REQUIREMENT >>
Return the items below word for word, from their first line through the line containing "point(570, 440)", inclusive, and nothing after that line.

================

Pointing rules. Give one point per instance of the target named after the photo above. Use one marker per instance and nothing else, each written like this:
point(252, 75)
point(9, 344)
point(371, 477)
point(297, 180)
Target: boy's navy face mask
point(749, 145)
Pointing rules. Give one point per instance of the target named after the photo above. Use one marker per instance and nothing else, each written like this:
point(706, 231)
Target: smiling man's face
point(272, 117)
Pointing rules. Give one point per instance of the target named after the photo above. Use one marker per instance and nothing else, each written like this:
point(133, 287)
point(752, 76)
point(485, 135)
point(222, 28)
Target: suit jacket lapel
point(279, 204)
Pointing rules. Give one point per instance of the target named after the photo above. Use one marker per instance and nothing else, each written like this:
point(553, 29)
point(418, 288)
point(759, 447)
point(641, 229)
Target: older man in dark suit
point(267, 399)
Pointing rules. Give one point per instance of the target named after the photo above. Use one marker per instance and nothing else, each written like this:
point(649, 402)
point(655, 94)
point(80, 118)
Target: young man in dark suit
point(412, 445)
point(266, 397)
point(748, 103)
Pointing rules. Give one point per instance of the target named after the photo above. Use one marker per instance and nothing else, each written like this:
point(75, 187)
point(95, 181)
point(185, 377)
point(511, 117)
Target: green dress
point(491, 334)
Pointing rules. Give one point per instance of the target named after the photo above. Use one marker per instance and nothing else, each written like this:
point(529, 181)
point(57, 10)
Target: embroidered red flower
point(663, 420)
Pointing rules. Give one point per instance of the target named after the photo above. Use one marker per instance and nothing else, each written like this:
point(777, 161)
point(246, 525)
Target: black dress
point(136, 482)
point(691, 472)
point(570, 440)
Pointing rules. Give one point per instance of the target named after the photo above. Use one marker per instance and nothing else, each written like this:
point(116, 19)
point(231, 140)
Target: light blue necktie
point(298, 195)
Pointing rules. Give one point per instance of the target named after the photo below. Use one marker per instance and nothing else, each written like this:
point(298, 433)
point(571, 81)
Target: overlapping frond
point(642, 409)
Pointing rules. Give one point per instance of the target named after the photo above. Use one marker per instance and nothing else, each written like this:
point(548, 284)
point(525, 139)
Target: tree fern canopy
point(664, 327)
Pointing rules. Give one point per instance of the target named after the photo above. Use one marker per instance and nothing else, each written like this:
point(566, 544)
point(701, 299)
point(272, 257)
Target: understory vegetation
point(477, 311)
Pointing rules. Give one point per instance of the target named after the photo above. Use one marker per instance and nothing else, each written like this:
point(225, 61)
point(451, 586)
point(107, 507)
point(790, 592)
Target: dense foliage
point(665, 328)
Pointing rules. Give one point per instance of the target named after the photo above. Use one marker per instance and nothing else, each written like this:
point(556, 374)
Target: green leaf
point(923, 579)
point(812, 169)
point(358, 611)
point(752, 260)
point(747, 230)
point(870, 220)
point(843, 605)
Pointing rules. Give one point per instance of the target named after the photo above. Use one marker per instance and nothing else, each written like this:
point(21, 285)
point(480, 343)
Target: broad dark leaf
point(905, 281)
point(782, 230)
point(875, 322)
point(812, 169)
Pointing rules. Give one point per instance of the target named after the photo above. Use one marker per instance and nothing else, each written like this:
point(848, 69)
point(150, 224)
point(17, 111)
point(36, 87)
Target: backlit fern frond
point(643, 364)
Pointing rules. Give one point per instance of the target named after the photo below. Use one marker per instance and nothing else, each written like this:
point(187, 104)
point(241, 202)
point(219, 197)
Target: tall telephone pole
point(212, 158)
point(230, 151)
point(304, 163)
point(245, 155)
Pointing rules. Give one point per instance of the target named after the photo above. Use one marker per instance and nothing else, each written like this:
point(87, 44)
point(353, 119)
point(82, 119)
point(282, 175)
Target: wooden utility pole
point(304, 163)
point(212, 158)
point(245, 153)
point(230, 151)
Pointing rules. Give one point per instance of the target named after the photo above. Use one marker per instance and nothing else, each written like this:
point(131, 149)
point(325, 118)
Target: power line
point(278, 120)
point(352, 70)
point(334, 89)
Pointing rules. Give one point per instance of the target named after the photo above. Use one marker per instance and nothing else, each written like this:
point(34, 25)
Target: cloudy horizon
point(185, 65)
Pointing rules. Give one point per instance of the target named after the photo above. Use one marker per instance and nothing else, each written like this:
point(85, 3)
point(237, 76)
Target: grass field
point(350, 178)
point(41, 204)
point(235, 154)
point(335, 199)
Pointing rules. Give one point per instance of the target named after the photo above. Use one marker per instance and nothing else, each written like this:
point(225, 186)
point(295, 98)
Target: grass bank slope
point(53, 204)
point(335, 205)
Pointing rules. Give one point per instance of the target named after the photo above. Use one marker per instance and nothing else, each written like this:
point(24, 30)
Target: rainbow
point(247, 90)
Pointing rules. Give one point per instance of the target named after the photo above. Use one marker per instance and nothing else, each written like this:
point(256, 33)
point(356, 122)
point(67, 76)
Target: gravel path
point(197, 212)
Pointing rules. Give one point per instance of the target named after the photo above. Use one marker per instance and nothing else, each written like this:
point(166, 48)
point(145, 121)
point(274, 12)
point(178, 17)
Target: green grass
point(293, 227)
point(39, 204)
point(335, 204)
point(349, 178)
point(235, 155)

================

EXERCISE RESPONSE >>
Pointing rules. Give one point per instance of the target named after the photo above. Use one marker per instance and nothing else, each written like this:
point(252, 75)
point(9, 344)
point(371, 477)
point(297, 180)
Target: boy's navy face mask
point(749, 145)
Pointing rules. Give one point per instance of the target named after the photo above. Use one marker per instance and nothing else, each written like this:
point(706, 231)
Target: smiling man's face
point(272, 117)
Pointing rules. Give one point per instance of the target named after the photo above. Use one marker per instance and nothing else, each written like this:
point(133, 287)
point(752, 76)
point(485, 135)
point(222, 28)
Target: suit jacket lapel
point(279, 204)
Pointing rules. Give one point per instance of the target named after the photo above. Use one marker per instance and nothing else, each written like this:
point(553, 29)
point(418, 288)
point(759, 447)
point(641, 229)
Target: older man in dark suit
point(267, 399)
Pointing rules. Give one point per instance of the target named after the photo above. Use one marker per instance and nothing else, each written like this:
point(649, 402)
point(655, 94)
point(80, 118)
Target: young man in dark suit
point(412, 445)
point(266, 397)
point(748, 103)
Pointing rules. Give one point per instance of the target named after the photo above. Use one marker per instance and nothing else, each written like this:
point(75, 187)
point(95, 181)
point(185, 377)
point(511, 117)
Target: green dress
point(491, 334)
Pointing rules. Give one point per instance of the target named after the photo above. Use one marker per instance and nothing else, each written like this:
point(529, 181)
point(57, 10)
Target: embroidered red flower
point(663, 420)
Pointing rules. Give one point per instance of the target named after the photo above. Use one marker per instance and nothing else, each written like this:
point(777, 161)
point(246, 525)
Target: black dress
point(136, 482)
point(691, 472)
point(570, 440)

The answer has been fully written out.